War is Not a Process Issue

My friends Brian Beutler and Ezra Klein both lavish praise on Supreme Commander Harold Meyerson's column on the shape of the race. I agree with much of it, but I think this pearl of wisdom is fast become an overly entrenched bit of not-really-accurate CW:

For the Democrats, the contest is settling into a pattern set four decades ago: primary-season class conflict, in which one candidate appeals to a younger and more upscale electorate by talking about political reform and other chiefly noneconomic concerns, while another emphasizes pocketbook issues to the party's working-class voters. In primaries past, the upscale-reformer role has been embraced by Eugene McCarthy, Morris Udall, Gary Hart, Paul Tsongas, Bill Bradley and Howard Dean, while the part of the more populist bread-and-butter battler has been played by Hubert Humphrey, Walter Mondale, Richard Gephardt and John Edwards, among others. This year's upscale reformer, as Ronald Brownstein keenly noted in his Los Angeles Times column last month, is Barack Obama.

So far, Obama is observing all the upscale conventions. Unlike Edwards, Obama is not campaigning against financiers who profit from outsourcing American jobs or drug companies that drive the price of medications to unregulated heights. Rather, he campaigns against the compromises, the shallowness, the corruptions inherent in our political and legislative processes. To create universal health coverage, Edwards prescribes taxing the rich, while Obama prescribes an open discussion, free from the taint of campaign contributions, that ultimately may lead us to embrace Edwards's prescription -- or not.

That's not wrong per se, but it's odd to think of Eugene McCarthy and Howard Dean as primarily "reform" candidates, and I think it's wrong to see Barack Obama in that light as well. These are all candidates whose primary base is, yes, with the upscale liberal demographic and therefore they tend to embrace reform issues that are important to that demographic slice. The three candidates I've singled out -- along with George McGovern, the one candidate from this lineage to actually secure the nomination -- are all foreign policy candidates as well. Specifically, opponents of seriously misguided wars in Vietnam and Iraq. These weren't -- and aren't -- trivial questions.

John Edwards is a sufficiently appealing figure that I greatly sympathize with the impulse among folks of a labor-liberal orientation to just accept his apology, decide there are no foreign policy issues at play, and construct this as a clash between the elite reformer and the dynamic populist. In my view, though, I need to hear more from Edwards about this other than that he shouldn't have been duped by Bush's WMD claims.

**Excerpted data**

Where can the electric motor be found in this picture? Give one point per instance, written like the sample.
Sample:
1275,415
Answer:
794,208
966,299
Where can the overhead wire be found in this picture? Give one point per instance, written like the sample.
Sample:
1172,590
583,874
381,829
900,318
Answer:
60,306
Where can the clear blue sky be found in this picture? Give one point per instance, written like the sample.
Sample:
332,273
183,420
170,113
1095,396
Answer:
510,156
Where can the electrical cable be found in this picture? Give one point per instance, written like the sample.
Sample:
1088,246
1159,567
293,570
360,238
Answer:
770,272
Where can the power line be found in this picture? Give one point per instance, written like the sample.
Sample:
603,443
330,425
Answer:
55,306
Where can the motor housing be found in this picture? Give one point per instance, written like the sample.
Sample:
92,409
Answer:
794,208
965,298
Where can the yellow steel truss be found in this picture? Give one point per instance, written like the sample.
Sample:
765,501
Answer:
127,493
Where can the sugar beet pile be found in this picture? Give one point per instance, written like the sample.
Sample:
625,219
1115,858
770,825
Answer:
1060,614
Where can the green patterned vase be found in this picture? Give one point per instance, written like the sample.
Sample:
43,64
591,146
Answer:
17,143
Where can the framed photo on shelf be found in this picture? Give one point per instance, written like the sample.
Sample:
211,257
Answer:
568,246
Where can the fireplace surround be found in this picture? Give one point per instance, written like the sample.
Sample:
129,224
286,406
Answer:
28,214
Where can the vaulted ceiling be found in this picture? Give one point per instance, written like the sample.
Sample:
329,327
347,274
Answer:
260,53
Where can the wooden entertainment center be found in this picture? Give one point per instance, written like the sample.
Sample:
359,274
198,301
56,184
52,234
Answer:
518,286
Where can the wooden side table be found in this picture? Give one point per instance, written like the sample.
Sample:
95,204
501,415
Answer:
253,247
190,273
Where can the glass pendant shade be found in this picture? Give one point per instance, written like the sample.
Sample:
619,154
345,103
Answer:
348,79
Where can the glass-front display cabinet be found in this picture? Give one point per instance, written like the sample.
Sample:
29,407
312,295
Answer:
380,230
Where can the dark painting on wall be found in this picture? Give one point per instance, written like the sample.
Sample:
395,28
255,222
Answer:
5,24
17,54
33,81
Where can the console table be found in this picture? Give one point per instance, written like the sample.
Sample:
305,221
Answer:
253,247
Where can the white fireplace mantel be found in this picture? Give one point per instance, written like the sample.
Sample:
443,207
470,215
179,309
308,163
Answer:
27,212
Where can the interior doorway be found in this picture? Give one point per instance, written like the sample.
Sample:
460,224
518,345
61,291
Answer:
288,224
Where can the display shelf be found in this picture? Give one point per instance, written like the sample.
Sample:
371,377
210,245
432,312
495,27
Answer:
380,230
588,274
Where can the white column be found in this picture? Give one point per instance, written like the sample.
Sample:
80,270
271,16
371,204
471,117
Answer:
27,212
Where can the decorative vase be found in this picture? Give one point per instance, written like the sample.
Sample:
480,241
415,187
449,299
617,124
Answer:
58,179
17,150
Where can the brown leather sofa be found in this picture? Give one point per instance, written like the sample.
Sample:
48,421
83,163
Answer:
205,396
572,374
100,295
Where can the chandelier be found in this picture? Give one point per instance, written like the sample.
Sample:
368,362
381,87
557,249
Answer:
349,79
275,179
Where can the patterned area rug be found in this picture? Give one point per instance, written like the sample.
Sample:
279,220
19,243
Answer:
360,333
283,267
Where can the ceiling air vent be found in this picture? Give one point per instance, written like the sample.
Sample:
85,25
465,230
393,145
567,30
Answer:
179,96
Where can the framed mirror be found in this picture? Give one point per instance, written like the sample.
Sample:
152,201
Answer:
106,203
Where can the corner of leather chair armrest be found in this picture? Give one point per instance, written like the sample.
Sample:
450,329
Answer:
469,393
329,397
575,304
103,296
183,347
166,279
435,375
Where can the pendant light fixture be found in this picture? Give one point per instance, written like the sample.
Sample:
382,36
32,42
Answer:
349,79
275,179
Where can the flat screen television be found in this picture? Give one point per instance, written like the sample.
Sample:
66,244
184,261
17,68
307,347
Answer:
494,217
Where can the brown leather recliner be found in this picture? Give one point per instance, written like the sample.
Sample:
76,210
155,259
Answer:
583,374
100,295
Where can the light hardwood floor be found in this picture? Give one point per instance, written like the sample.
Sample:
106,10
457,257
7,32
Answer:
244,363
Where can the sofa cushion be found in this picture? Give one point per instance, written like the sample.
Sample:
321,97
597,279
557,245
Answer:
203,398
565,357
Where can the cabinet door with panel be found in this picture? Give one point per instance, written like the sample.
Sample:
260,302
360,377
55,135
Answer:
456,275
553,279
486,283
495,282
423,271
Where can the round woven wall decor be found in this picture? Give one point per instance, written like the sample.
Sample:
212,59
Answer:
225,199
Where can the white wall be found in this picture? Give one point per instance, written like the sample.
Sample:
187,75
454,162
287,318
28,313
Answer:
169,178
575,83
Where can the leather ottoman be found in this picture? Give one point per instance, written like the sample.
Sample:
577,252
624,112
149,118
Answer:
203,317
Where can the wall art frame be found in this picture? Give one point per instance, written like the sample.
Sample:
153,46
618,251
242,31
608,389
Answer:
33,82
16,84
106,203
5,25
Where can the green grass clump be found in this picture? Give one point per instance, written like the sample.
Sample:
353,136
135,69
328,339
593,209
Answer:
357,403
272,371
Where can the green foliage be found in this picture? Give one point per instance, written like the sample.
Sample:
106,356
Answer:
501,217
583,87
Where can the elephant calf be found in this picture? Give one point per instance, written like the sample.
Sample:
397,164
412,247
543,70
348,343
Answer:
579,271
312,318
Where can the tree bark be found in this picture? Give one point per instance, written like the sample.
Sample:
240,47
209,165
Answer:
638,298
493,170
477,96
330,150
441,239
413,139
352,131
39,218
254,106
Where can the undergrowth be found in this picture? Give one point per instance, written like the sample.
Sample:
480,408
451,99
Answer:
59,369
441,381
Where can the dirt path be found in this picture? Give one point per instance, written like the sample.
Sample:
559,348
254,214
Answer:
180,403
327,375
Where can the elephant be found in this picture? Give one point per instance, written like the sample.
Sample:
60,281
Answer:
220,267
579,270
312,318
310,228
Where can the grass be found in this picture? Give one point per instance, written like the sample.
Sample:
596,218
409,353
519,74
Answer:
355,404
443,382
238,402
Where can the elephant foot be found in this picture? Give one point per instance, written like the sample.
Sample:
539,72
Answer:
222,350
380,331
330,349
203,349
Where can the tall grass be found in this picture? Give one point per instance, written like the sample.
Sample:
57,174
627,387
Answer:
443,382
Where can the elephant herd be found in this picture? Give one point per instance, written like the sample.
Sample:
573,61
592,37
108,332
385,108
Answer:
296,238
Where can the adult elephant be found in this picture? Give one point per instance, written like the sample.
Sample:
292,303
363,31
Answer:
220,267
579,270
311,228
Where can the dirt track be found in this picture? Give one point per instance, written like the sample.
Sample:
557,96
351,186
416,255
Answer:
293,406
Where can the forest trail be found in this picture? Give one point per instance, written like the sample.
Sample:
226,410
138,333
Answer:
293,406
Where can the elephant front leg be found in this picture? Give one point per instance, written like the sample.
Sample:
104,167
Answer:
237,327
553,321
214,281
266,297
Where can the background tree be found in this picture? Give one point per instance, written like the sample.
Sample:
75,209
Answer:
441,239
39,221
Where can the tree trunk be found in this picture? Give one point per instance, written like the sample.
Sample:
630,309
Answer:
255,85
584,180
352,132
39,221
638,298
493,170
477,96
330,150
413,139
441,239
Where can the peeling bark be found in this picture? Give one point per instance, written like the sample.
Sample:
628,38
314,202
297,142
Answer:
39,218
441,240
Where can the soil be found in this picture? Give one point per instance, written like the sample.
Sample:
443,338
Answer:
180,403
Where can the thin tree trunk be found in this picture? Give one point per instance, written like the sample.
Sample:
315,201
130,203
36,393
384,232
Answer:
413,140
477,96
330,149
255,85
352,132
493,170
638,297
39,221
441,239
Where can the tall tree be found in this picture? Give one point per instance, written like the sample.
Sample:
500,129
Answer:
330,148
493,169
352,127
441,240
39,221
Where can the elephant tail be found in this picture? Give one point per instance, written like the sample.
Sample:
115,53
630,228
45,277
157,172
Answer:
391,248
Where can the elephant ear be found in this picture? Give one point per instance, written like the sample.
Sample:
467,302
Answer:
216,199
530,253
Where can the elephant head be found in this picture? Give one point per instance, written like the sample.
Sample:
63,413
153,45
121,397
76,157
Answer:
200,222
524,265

**The problem**
Answer these questions from the post on the Democratic race:
1. Who noted in a Los Angeles Times column that Barack Obama is this year's upscale reformer?
2. According to the quoted column, what does Edwards prescribe to create universal health coverage?
3. Which candidate from the upscale-reformer lineage actually secured the nomination?

**Reply to the task**
1. Ronald Brownstein
2. Taxing the rich
3. George McGovern